Problem requirements. The required output is the line that contains "Would you mind pointing out the mammoth front" through the last line of the data, retyped verbatim and with nothing added.

** Dataset records follows **

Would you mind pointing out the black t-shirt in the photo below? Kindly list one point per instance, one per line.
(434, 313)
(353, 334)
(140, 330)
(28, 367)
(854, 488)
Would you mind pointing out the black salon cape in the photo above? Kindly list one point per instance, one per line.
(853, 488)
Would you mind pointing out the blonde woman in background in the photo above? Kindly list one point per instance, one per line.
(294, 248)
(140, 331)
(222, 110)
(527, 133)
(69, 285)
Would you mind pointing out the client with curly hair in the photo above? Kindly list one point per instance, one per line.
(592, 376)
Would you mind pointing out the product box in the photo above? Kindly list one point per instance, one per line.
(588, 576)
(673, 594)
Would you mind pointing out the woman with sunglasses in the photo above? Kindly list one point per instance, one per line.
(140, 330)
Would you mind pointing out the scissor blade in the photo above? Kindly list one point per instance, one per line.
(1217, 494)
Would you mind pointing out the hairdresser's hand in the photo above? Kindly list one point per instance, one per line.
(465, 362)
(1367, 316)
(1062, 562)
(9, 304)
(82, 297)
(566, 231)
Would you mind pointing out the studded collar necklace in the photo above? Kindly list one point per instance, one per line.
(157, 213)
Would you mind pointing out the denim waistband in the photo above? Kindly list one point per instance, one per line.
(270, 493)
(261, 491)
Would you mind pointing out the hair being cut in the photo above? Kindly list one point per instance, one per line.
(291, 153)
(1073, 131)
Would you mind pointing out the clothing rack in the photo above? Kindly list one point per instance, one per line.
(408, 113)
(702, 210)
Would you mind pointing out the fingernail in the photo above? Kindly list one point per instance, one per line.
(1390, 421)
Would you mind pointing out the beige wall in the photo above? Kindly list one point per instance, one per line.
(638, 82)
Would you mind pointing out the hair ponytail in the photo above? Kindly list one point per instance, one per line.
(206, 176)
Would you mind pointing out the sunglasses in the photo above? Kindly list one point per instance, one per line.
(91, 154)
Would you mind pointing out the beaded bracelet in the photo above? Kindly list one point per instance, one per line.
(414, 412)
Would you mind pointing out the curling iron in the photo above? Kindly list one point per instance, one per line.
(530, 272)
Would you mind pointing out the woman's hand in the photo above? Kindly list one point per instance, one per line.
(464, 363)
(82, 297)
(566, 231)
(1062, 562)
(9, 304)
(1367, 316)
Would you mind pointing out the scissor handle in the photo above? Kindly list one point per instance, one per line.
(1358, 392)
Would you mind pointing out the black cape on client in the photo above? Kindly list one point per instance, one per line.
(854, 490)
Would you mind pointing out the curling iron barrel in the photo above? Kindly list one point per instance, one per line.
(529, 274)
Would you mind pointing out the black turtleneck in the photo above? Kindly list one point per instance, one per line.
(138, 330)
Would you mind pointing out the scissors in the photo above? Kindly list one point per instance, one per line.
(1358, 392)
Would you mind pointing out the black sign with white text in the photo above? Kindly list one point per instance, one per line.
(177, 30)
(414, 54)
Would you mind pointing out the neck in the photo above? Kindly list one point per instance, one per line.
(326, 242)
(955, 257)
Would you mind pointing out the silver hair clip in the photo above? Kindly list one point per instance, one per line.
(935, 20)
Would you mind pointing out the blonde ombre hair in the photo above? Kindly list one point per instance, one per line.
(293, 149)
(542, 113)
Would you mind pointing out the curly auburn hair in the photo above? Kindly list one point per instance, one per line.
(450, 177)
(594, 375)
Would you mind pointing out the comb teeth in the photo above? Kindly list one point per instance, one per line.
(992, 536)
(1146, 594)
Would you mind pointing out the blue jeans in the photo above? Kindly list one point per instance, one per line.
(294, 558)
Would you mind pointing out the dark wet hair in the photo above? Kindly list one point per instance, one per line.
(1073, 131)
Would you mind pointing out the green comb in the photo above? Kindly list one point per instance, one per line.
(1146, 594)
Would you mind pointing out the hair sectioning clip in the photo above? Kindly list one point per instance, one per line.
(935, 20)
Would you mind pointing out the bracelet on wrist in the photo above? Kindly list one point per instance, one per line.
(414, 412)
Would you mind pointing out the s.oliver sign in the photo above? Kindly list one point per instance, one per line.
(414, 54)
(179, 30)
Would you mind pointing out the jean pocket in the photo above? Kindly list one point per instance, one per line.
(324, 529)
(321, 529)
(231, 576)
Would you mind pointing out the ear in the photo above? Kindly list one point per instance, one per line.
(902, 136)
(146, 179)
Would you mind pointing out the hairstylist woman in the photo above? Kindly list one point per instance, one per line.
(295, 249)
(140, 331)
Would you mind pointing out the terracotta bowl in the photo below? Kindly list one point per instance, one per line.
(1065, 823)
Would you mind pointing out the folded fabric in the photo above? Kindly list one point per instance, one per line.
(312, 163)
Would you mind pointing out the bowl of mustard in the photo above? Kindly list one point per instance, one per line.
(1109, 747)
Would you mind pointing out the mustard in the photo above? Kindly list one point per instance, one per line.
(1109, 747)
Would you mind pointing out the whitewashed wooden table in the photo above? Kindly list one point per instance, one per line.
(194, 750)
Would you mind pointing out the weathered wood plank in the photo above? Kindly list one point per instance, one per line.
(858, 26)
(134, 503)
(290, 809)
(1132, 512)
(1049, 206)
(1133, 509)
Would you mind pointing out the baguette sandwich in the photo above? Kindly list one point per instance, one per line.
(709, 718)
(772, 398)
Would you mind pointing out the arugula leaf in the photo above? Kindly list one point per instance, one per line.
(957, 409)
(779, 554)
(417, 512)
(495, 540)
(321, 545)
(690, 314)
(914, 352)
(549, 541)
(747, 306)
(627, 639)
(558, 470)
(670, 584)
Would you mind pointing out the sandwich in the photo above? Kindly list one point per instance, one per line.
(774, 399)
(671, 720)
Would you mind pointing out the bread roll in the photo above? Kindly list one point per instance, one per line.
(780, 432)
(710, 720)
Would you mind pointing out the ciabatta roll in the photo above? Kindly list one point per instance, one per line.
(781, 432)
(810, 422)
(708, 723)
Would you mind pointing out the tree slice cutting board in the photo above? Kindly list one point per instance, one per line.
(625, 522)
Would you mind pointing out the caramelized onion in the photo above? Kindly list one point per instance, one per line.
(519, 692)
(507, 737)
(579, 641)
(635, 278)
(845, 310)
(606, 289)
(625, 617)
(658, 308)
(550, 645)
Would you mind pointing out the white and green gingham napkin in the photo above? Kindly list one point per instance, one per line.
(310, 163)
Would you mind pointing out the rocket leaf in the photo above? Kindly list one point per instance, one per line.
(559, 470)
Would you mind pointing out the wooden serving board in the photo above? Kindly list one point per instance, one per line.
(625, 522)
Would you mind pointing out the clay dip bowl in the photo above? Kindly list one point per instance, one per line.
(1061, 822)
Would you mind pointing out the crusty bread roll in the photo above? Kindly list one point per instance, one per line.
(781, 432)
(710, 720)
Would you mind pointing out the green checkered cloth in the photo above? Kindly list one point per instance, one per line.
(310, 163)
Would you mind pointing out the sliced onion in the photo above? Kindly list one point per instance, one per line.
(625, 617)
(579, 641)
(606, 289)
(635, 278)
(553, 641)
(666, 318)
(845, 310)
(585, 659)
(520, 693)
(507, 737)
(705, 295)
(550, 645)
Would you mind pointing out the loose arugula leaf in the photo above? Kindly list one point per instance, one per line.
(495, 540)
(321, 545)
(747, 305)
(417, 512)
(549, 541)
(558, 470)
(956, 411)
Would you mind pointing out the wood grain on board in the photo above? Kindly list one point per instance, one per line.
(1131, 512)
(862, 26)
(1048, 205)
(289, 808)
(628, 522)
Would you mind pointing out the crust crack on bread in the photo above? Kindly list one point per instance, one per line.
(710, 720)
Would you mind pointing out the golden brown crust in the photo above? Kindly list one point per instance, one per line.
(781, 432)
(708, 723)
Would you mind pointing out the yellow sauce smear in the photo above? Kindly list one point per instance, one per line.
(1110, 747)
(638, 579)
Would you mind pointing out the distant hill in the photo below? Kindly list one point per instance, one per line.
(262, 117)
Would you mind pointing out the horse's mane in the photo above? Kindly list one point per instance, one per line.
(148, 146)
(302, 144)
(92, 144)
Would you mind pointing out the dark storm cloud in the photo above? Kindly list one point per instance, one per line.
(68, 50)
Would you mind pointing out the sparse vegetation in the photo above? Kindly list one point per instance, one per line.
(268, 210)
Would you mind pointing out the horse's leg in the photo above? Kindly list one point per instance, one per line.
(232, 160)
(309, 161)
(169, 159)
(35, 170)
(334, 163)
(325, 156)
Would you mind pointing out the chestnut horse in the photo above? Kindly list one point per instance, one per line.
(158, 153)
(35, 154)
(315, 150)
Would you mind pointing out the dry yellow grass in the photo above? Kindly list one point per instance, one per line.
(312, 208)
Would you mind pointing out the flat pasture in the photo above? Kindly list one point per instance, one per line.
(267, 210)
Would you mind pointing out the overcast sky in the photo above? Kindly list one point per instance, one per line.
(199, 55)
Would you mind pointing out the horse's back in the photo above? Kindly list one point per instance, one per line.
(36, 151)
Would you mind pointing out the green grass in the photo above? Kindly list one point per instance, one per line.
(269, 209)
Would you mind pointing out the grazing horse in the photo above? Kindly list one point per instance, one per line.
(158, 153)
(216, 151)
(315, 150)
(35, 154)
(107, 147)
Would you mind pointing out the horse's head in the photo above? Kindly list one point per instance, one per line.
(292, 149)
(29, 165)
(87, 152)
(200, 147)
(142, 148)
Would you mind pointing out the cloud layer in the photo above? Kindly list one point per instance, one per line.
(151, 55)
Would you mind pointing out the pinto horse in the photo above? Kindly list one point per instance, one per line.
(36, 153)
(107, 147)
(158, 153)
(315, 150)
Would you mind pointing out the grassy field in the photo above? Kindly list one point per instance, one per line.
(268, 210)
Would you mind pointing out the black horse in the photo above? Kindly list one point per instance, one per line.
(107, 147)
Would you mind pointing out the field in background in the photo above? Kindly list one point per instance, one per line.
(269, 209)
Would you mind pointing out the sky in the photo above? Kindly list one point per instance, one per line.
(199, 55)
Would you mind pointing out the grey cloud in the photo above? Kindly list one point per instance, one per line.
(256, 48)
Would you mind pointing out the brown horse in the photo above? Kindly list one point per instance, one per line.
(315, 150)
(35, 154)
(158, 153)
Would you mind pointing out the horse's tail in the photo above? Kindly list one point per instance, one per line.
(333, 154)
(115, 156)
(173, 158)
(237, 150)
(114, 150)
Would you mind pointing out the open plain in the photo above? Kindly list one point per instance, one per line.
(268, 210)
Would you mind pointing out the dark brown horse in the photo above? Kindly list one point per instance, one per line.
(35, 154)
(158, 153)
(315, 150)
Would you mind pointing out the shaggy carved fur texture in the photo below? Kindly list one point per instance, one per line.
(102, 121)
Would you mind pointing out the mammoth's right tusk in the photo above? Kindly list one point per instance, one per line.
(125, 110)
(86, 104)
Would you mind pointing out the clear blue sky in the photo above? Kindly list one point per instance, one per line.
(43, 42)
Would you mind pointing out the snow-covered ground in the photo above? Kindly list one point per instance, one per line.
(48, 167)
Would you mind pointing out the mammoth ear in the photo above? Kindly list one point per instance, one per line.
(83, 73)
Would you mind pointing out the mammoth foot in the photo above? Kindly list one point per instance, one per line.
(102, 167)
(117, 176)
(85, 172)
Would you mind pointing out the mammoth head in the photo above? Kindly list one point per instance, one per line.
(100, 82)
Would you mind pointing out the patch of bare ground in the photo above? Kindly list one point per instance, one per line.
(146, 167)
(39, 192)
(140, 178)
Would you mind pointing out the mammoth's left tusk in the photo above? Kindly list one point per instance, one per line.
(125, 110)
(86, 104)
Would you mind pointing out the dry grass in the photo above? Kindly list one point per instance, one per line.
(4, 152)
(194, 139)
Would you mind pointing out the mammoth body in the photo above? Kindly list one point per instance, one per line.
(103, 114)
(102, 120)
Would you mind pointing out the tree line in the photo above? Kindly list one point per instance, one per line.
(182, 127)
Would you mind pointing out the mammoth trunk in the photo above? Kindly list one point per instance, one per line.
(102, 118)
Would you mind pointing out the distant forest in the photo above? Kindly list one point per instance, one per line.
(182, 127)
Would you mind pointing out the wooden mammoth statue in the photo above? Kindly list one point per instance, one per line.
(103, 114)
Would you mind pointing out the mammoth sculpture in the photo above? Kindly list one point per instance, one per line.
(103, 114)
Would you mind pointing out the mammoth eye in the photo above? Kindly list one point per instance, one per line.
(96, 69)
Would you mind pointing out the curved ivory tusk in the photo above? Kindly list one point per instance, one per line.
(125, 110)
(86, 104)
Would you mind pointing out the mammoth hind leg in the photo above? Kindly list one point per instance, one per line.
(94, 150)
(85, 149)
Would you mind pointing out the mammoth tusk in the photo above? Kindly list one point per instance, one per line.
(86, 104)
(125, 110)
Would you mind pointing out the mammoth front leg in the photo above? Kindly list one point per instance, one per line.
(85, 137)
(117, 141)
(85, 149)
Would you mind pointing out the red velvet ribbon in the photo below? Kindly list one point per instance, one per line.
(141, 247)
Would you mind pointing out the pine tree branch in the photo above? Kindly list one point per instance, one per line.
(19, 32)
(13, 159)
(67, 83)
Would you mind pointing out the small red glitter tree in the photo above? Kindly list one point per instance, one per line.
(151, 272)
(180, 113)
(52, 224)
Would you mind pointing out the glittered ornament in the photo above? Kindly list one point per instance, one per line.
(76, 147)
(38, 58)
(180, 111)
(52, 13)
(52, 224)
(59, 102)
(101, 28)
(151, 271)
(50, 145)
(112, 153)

** End of Dataset records **

Output of the task.
Would you mind pointing out the mammoth front leg in the photo above? Kindly list one point per instance, one per line.
(85, 137)
(117, 141)
(85, 149)
Would you mind pointing out the red velvet ribbon in the photo below? Kindly list one point per instance, one per line.
(141, 247)
Would you mind pointing out the pine tree branch in the photo above? Kindly list one point per instance, one per line.
(19, 32)
(13, 159)
(67, 83)
Would you mind pointing out the small red glitter tree in the photo above? Kindly list one point per instance, one per line.
(151, 272)
(180, 113)
(52, 224)
Would you mind pointing out the glittered ornament in the photo above? Kindly list one point per instance, one per line.
(76, 147)
(38, 58)
(180, 111)
(52, 13)
(52, 224)
(59, 102)
(101, 28)
(151, 271)
(50, 145)
(112, 153)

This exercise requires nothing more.